EXERCISE TASK A –
Answer these questions about the patch:
(i) Which two files does the patch change?
(ii) How many insertions and deletions does the patch make in total?
(iii) Which header file does the patch newly include in acc_dmadev.c?

[PATCH v4 3/4] dma/acc: add data path ops

DPDK patches and discussions
 help / color / mirror / Atom feed

From: Chengwen Feng <fengchengwen@huawei.com>
To: <thomas@monjalon.net>
Cc: <dev@dpdk.org>, <liuyonglong@huawei.com>
Subject: [PATCH v4 3/4] dma/acc: add data path ops
Date: Mon, 13 Oct 2025 17:11:56 +0800	[thread overview]
Message-ID: <20251013091157.1145-4-fengchengwen@huawei.com> (raw)
In-Reply-To: <20251013091157.1145-1-fengchengwen@huawei.com>

This commit adds data path ops for accelerator DMA driver.

Signed-off-by: Chengwen Feng <fengchengwen@huawei.com>
---
 drivers/dma/acc/acc_dmadev.c | 322 +++++++++++++++++++++++++++++++++--
 drivers/dma/acc/acc_dmadev.h |  76 ++++++++-
 2 files changed, 385 insertions(+), 13 deletions(-)

diff --git a/drivers/dma/acc/acc_dmadev.c b/drivers/dma/acc/acc_dmadev.c
index 8a43d8b2dc..29a6e96013 100644
--- a/drivers/dma/acc/acc_dmadev.c
+++ b/drivers/dma/acc/acc_dmadev.c
@@ -8,6 +8,7 @@
 #include <sys/ioctl.h>
 
 #include <rte_byteorder.h>
+#include <rte_cycles.h>
 #include <rte_eal.h>
 #include <rte_io.h>
 #include <rte_kvargs.h>
@@ -79,6 +80,7 @@ acc_dma_start(struct rte_dma_dev *dev)
 	if (hw->started) {
 		hw->ridx = 0;
 		hw->cridx = 0;
+		hw->stop_proc = 0;
 		return 0;
 	}
 
@@ -94,6 +96,7 @@ acc_dma_start(struct rte_dma_dev *dev)
 	hw->cq_head = 0;
 	hw->cqs_completed = 0;
 	hw->cqe_vld = 1;
+	hw->stop_proc = 0;
 	hw->submitted = 0;
 	hw->completed = 0;
 	hw->errors = 0;
@@ -110,17 +113,33 @@ acc_dma_start(struct rte_dma_dev *dev)

DATA LISTING –
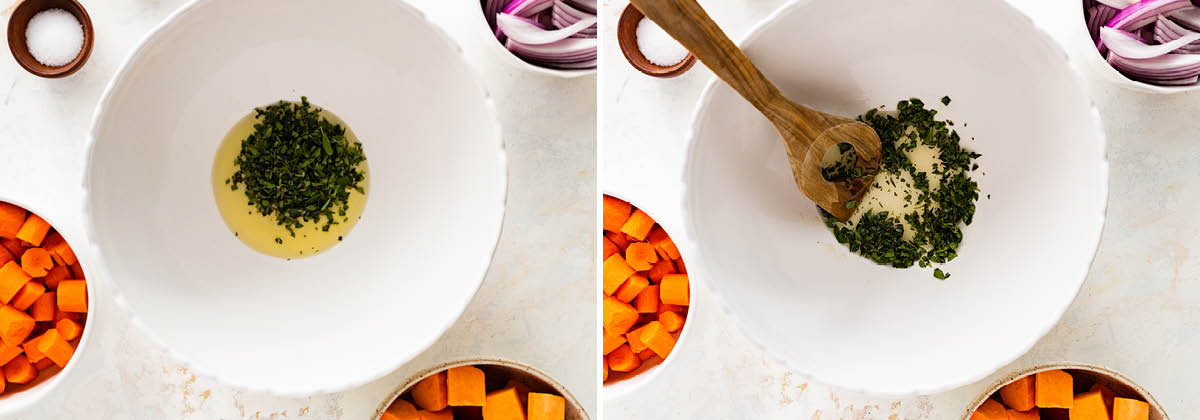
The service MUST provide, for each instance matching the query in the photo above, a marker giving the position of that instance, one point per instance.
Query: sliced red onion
(1143, 13)
(523, 31)
(1132, 47)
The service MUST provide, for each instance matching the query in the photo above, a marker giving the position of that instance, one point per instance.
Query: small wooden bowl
(627, 36)
(19, 22)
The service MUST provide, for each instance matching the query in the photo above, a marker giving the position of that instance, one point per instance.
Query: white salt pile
(54, 37)
(657, 46)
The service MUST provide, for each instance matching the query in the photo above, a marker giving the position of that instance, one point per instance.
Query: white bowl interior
(399, 280)
(839, 317)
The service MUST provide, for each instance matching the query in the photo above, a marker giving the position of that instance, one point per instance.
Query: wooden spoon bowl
(627, 36)
(19, 21)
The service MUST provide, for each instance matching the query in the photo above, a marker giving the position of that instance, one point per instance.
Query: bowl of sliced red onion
(1150, 45)
(556, 37)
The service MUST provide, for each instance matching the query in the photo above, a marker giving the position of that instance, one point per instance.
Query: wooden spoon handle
(688, 23)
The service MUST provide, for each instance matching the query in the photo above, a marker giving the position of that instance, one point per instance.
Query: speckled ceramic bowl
(1093, 375)
(18, 399)
(537, 381)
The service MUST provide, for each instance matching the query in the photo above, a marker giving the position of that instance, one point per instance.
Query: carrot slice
(34, 231)
(641, 256)
(11, 219)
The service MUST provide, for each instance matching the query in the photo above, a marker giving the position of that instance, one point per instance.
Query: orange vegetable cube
(19, 371)
(618, 316)
(990, 409)
(623, 359)
(1089, 406)
(465, 387)
(401, 409)
(72, 295)
(11, 219)
(616, 271)
(639, 225)
(1129, 409)
(671, 321)
(15, 325)
(1054, 389)
(1019, 394)
(12, 279)
(546, 407)
(616, 213)
(504, 405)
(631, 288)
(641, 256)
(34, 231)
(673, 289)
(648, 300)
(430, 394)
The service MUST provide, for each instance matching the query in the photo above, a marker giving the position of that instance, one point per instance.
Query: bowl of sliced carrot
(647, 295)
(46, 307)
(481, 389)
(1066, 391)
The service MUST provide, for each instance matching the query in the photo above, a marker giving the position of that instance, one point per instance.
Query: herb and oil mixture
(923, 195)
(291, 180)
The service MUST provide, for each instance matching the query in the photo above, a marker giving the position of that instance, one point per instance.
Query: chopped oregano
(298, 166)
(935, 215)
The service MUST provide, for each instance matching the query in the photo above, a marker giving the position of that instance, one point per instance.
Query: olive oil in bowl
(265, 232)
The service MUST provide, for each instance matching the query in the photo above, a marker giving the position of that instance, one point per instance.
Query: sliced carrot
(1129, 409)
(1019, 395)
(673, 289)
(631, 288)
(618, 316)
(15, 325)
(69, 329)
(34, 231)
(465, 387)
(11, 219)
(19, 371)
(430, 394)
(616, 213)
(648, 300)
(616, 271)
(72, 295)
(12, 279)
(36, 262)
(1054, 389)
(28, 295)
(504, 405)
(641, 256)
(623, 359)
(671, 321)
(609, 249)
(546, 407)
(639, 225)
(58, 274)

EXERCISE TASK B –
Gather every line of the records that contains the word "onion". Matching is case-sensitive.

CORRECT RESPONSE A –
(i) drivers/dma/acc/acc_dmadev.c and drivers/dma/acc/acc_dmadev.h
(ii) 385 insertions and 13 deletions
(iii) rte_cycles.h

CORRECT RESPONSE B –
Query: sliced red onion
Query: bowl of sliced red onion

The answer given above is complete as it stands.